Work task ::
Beginning with the first line, return the material verbatim and without pictures.

:::::

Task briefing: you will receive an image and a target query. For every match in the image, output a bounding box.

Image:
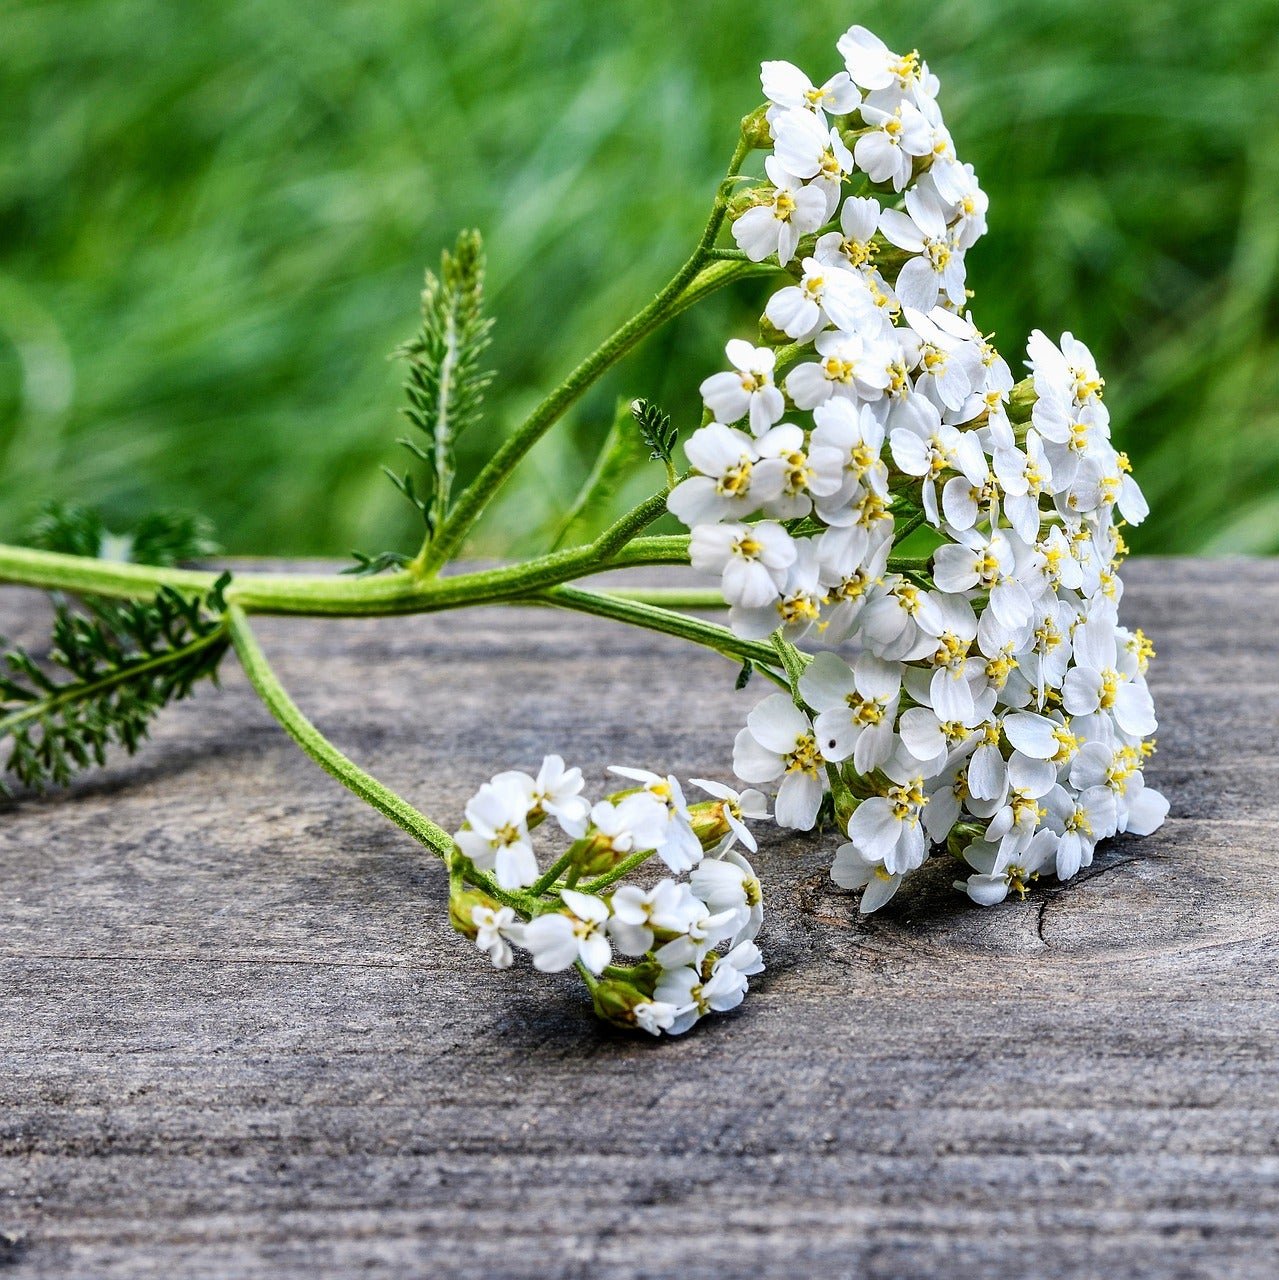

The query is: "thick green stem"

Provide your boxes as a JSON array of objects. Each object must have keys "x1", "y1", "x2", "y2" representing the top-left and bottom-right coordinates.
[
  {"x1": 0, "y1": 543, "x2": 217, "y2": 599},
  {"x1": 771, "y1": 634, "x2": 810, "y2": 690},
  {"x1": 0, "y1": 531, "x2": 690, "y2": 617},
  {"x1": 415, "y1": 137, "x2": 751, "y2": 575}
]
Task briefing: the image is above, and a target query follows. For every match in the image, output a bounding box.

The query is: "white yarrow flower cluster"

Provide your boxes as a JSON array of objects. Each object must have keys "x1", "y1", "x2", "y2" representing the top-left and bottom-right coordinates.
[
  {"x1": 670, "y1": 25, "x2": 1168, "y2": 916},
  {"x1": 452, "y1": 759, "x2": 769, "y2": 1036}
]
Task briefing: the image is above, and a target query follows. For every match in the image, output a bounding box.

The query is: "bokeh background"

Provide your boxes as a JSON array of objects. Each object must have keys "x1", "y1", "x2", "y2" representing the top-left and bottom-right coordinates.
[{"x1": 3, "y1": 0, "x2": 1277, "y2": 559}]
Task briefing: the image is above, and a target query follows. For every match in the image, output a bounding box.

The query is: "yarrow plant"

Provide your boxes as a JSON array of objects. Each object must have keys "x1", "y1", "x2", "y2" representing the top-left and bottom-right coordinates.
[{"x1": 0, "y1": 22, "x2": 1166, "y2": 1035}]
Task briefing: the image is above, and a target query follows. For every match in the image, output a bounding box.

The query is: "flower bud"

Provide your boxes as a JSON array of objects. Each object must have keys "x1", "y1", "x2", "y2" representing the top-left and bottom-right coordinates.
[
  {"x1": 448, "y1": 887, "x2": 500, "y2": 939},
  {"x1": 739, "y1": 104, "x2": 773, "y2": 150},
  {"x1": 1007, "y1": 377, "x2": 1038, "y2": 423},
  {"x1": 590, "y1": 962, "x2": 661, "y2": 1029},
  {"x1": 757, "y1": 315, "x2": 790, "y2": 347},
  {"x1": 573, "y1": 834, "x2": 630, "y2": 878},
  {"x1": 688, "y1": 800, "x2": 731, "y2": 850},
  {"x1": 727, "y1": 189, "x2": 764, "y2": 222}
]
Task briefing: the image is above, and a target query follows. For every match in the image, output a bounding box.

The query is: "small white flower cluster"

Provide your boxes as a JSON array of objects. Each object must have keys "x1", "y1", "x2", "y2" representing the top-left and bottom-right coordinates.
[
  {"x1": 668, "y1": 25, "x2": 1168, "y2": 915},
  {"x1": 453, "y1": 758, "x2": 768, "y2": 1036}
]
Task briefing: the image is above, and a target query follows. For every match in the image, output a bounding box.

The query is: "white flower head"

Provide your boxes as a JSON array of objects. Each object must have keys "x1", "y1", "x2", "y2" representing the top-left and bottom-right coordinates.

:::::

Exercise output ::
Task briefing: you will receive an image and a target query. For every match in the image, output a bounding box.

Image:

The query is: "thick green stem"

Provide your boxes as a JSON array of objects. Each object must have keys "x1", "y1", "x2", "y2" representing the top-left and bottom-right coordinates.
[
  {"x1": 0, "y1": 543, "x2": 217, "y2": 599},
  {"x1": 771, "y1": 634, "x2": 810, "y2": 690},
  {"x1": 0, "y1": 531, "x2": 690, "y2": 617},
  {"x1": 415, "y1": 137, "x2": 751, "y2": 575}
]
Task briefing: the image is above, and a target query follows. For every match in the image, output a bounding box.

The query is: "white yarrow flower cluster"

Provide your boxes as a JSON array of objects. Each object must have keys "x1", "y1", "x2", "y2" representing the top-left and bottom-right coordinates.
[
  {"x1": 670, "y1": 25, "x2": 1168, "y2": 916},
  {"x1": 452, "y1": 759, "x2": 769, "y2": 1036}
]
Task briefing: the image is above, and a target query follows. For every match in the image, output a bounding box.

The query is: "bokeh background"

Provide your boxes as a JSON array of objects. Each object must have keys "x1", "y1", "x2", "y2" representing the top-left and bottom-right coordinates.
[{"x1": 3, "y1": 0, "x2": 1277, "y2": 559}]
Task briefing: the image is above, and a target query follows. For every match in the image, output a bounding box.

The query is: "yarrow plant"

Provide your boxes as a JSON array of objects. Each object must have keys "x1", "y1", "x2", "y2" representing the top-left and bottom-right coordinates.
[{"x1": 0, "y1": 22, "x2": 1166, "y2": 1035}]
Task briefing: the image is above, and a target query follows. For every match in the image, output a bounding box.

The query is: "flower bud"

Provide your boxes as a JSON array of objects. Each object must have keys "x1", "y1", "x2", "y2" representing the top-left and bottom-right coordinates.
[
  {"x1": 448, "y1": 887, "x2": 500, "y2": 939},
  {"x1": 739, "y1": 104, "x2": 773, "y2": 150},
  {"x1": 1007, "y1": 377, "x2": 1038, "y2": 423},
  {"x1": 590, "y1": 962, "x2": 661, "y2": 1029},
  {"x1": 757, "y1": 315, "x2": 790, "y2": 347},
  {"x1": 573, "y1": 834, "x2": 630, "y2": 878},
  {"x1": 688, "y1": 800, "x2": 731, "y2": 850},
  {"x1": 727, "y1": 189, "x2": 764, "y2": 222}
]
Task briefing: the image is above, and a target query follows. For every match in the image, output a bounding box.

The query is: "small white flower cluster"

Provide your boxes as a JSON array of objects. Each object must have keys "x1", "y1", "x2", "y2" representing the top-left and bottom-right coordinates.
[
  {"x1": 668, "y1": 25, "x2": 1168, "y2": 915},
  {"x1": 453, "y1": 758, "x2": 768, "y2": 1036}
]
Task briefing: the image is above, and a target query follows. For every match in the image, output a bounding box.

The query is: "white flower head"

Provide your boxes as a JSON array of objects. Each object must have keys "x1", "y1", "x2", "y2" representing the top-left and bottom-right coordinates.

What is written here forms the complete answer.